**WORK INSTRUCTIONS**.
Output all of the entries exactly as written.

------ GIVEN RECORDS ------

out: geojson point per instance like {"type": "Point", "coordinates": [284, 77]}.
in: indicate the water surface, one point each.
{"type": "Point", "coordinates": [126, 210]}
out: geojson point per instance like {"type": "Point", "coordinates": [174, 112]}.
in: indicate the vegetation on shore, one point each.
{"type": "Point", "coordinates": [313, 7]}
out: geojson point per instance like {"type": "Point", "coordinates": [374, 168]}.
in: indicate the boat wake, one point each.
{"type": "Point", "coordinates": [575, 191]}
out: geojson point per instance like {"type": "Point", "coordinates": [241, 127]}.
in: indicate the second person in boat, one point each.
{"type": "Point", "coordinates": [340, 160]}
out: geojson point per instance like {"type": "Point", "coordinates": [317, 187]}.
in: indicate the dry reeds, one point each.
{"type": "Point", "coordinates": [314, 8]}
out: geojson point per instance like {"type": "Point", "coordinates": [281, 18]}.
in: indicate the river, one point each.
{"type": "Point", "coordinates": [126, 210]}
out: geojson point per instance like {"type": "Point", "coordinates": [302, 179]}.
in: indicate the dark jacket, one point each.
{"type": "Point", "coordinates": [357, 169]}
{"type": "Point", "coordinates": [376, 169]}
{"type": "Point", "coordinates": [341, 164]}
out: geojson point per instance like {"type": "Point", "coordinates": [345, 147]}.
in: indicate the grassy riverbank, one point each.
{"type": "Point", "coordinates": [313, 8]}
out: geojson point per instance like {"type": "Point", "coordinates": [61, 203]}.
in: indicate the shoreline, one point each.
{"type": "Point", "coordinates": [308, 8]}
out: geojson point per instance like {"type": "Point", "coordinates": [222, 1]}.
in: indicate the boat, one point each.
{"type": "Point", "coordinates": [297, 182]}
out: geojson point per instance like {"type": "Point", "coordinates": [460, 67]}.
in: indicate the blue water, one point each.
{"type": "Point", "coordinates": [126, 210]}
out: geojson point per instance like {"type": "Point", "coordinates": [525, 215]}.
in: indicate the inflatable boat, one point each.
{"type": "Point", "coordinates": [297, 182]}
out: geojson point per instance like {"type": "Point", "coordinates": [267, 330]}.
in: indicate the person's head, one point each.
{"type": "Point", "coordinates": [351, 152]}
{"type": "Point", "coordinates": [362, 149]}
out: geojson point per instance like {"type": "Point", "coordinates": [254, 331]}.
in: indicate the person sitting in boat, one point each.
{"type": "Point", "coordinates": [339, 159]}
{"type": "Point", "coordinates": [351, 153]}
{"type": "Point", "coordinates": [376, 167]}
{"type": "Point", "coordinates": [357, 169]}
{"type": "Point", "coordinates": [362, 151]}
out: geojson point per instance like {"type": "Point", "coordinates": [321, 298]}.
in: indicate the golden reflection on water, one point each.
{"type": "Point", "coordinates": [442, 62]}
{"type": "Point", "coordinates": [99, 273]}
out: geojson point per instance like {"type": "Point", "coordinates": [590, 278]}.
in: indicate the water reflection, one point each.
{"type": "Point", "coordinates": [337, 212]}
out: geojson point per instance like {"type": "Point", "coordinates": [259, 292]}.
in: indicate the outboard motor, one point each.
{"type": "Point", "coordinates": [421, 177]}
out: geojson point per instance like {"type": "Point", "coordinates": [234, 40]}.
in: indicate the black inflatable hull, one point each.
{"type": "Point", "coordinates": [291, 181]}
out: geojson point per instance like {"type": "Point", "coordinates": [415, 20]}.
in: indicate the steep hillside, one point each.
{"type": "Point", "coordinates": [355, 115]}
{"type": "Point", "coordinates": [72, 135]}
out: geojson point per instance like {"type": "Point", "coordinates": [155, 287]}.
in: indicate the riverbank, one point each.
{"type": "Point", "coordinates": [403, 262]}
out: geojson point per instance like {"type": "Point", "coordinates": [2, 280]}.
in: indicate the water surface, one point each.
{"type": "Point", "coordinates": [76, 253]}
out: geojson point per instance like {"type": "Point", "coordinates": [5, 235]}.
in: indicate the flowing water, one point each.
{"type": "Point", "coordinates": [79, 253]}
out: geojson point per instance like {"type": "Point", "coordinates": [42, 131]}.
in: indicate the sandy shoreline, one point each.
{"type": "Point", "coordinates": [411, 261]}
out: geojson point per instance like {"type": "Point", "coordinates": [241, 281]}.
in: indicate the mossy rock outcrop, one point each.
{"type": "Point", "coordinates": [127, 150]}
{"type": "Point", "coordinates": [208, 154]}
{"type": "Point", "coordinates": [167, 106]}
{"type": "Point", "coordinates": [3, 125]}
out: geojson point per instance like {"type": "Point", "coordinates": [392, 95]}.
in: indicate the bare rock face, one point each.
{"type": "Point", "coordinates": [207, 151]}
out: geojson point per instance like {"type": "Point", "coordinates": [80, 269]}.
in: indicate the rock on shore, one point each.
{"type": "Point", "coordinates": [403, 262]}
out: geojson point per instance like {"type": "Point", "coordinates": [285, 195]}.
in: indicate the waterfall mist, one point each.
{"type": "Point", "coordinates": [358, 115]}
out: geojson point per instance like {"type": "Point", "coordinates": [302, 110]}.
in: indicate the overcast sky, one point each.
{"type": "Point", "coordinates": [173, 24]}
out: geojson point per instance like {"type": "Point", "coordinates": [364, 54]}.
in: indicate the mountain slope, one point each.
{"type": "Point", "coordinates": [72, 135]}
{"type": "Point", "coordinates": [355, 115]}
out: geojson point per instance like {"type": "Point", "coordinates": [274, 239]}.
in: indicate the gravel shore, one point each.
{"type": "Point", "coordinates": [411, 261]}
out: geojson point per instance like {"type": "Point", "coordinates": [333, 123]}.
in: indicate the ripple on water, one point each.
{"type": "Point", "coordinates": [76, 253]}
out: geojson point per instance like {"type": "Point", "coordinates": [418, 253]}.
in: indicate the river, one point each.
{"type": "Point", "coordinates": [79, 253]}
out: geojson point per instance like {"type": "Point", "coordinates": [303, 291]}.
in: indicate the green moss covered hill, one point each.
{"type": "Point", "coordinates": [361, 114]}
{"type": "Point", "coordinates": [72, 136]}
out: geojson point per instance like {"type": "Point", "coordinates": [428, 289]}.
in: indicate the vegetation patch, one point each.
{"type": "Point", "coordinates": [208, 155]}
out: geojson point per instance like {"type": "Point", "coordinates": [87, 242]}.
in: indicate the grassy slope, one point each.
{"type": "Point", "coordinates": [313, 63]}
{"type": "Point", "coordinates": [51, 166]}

------

**EXERCISE RESPONSE**.
out: geojson point per instance like {"type": "Point", "coordinates": [284, 77]}.
in: indicate the water surface, one point each.
{"type": "Point", "coordinates": [126, 210]}
out: geojson point per instance like {"type": "Point", "coordinates": [174, 112]}.
in: indicate the vegetation on shore, one point each.
{"type": "Point", "coordinates": [313, 7]}
out: geojson point per instance like {"type": "Point", "coordinates": [374, 168]}.
in: indicate the boat wake, one point each.
{"type": "Point", "coordinates": [575, 191]}
out: geojson point per instance like {"type": "Point", "coordinates": [241, 127]}.
in: indicate the second person in boat, one point each.
{"type": "Point", "coordinates": [340, 160]}
out: geojson point per instance like {"type": "Point", "coordinates": [317, 187]}.
in: indicate the dry reeds, one point each.
{"type": "Point", "coordinates": [314, 8]}
out: geojson point per instance like {"type": "Point", "coordinates": [281, 18]}.
in: indicate the river, one point each.
{"type": "Point", "coordinates": [126, 210]}
out: geojson point per instance like {"type": "Point", "coordinates": [302, 179]}.
in: indicate the dark jacket, one point each.
{"type": "Point", "coordinates": [357, 169]}
{"type": "Point", "coordinates": [376, 169]}
{"type": "Point", "coordinates": [341, 164]}
out: geojson point per instance like {"type": "Point", "coordinates": [345, 147]}.
in: indicate the grassy riverbank, one point each.
{"type": "Point", "coordinates": [313, 8]}
out: geojson point per instance like {"type": "Point", "coordinates": [61, 203]}.
in: indicate the shoreline, one point each.
{"type": "Point", "coordinates": [308, 8]}
out: geojson point per instance like {"type": "Point", "coordinates": [222, 1]}.
in: indicate the boat, one point each.
{"type": "Point", "coordinates": [297, 182]}
out: geojson point per instance like {"type": "Point", "coordinates": [460, 67]}.
in: indicate the blue water, one point each.
{"type": "Point", "coordinates": [126, 210]}
out: geojson point per instance like {"type": "Point", "coordinates": [525, 215]}.
in: indicate the inflatable boat, one point each.
{"type": "Point", "coordinates": [297, 182]}
out: geojson point per instance like {"type": "Point", "coordinates": [267, 330]}.
in: indicate the person's head, one point each.
{"type": "Point", "coordinates": [351, 152]}
{"type": "Point", "coordinates": [362, 149]}
out: geojson point per instance like {"type": "Point", "coordinates": [254, 331]}.
in: indicate the person sitting in boat, one point each.
{"type": "Point", "coordinates": [339, 159]}
{"type": "Point", "coordinates": [351, 153]}
{"type": "Point", "coordinates": [376, 167]}
{"type": "Point", "coordinates": [357, 169]}
{"type": "Point", "coordinates": [362, 151]}
out: geojson point per instance like {"type": "Point", "coordinates": [321, 298]}.
in: indicate the golden reflection on water, one point each.
{"type": "Point", "coordinates": [442, 62]}
{"type": "Point", "coordinates": [99, 273]}
out: geojson point per instance like {"type": "Point", "coordinates": [590, 278]}.
in: indicate the water reflection, one point each.
{"type": "Point", "coordinates": [337, 212]}
out: geojson point per instance like {"type": "Point", "coordinates": [259, 292]}.
in: indicate the outboard motor, one point each.
{"type": "Point", "coordinates": [421, 177]}
out: geojson point per instance like {"type": "Point", "coordinates": [234, 40]}.
in: indicate the black inflatable hull, one point each.
{"type": "Point", "coordinates": [291, 181]}
out: geojson point per instance like {"type": "Point", "coordinates": [415, 20]}.
in: indicate the steep hillside, one point each.
{"type": "Point", "coordinates": [355, 115]}
{"type": "Point", "coordinates": [72, 135]}
out: geojson point per instance like {"type": "Point", "coordinates": [155, 287]}.
in: indicate the riverbank, one point each.
{"type": "Point", "coordinates": [403, 262]}
out: geojson point per instance like {"type": "Point", "coordinates": [2, 280]}.
in: indicate the water surface, one point each.
{"type": "Point", "coordinates": [76, 253]}
out: geojson point per instance like {"type": "Point", "coordinates": [5, 235]}.
in: indicate the flowing water, one point each.
{"type": "Point", "coordinates": [79, 253]}
out: geojson point per instance like {"type": "Point", "coordinates": [42, 131]}.
in: indicate the sandy shoreline, one point each.
{"type": "Point", "coordinates": [411, 261]}
out: geojson point per instance like {"type": "Point", "coordinates": [241, 281]}.
in: indicate the mossy rock outcrop, one point each.
{"type": "Point", "coordinates": [127, 150]}
{"type": "Point", "coordinates": [208, 154]}
{"type": "Point", "coordinates": [167, 106]}
{"type": "Point", "coordinates": [3, 125]}
out: geojson point per instance like {"type": "Point", "coordinates": [392, 95]}.
in: indicate the bare rock face, one point each.
{"type": "Point", "coordinates": [207, 151]}
out: geojson point per instance like {"type": "Point", "coordinates": [80, 269]}.
in: indicate the rock on shore, one point each.
{"type": "Point", "coordinates": [403, 262]}
out: geojson point per instance like {"type": "Point", "coordinates": [285, 195]}.
in: indicate the waterfall mist, one point each.
{"type": "Point", "coordinates": [358, 115]}
out: geojson point per instance like {"type": "Point", "coordinates": [302, 110]}.
in: indicate the overcast sky, one point each.
{"type": "Point", "coordinates": [173, 24]}
out: geojson point per instance like {"type": "Point", "coordinates": [364, 54]}.
in: indicate the mountain slope, one point each.
{"type": "Point", "coordinates": [72, 135]}
{"type": "Point", "coordinates": [355, 115]}
out: geojson point per instance like {"type": "Point", "coordinates": [274, 239]}.
in: indicate the gravel shore, one point each.
{"type": "Point", "coordinates": [411, 261]}
out: geojson point per instance like {"type": "Point", "coordinates": [333, 123]}.
in: indicate the ripple on water, one point each.
{"type": "Point", "coordinates": [76, 253]}
out: geojson point per instance like {"type": "Point", "coordinates": [418, 253]}.
in: indicate the river, one point each.
{"type": "Point", "coordinates": [79, 253]}
out: geojson point per instance like {"type": "Point", "coordinates": [303, 291]}.
in: indicate the green moss covered hill, one point each.
{"type": "Point", "coordinates": [361, 114]}
{"type": "Point", "coordinates": [72, 136]}
out: geojson point per instance like {"type": "Point", "coordinates": [428, 289]}.
in: indicate the vegetation patch, one point each.
{"type": "Point", "coordinates": [208, 155]}
out: geojson point per instance like {"type": "Point", "coordinates": [87, 242]}.
in: indicate the grassy slope, one point each.
{"type": "Point", "coordinates": [313, 63]}
{"type": "Point", "coordinates": [51, 166]}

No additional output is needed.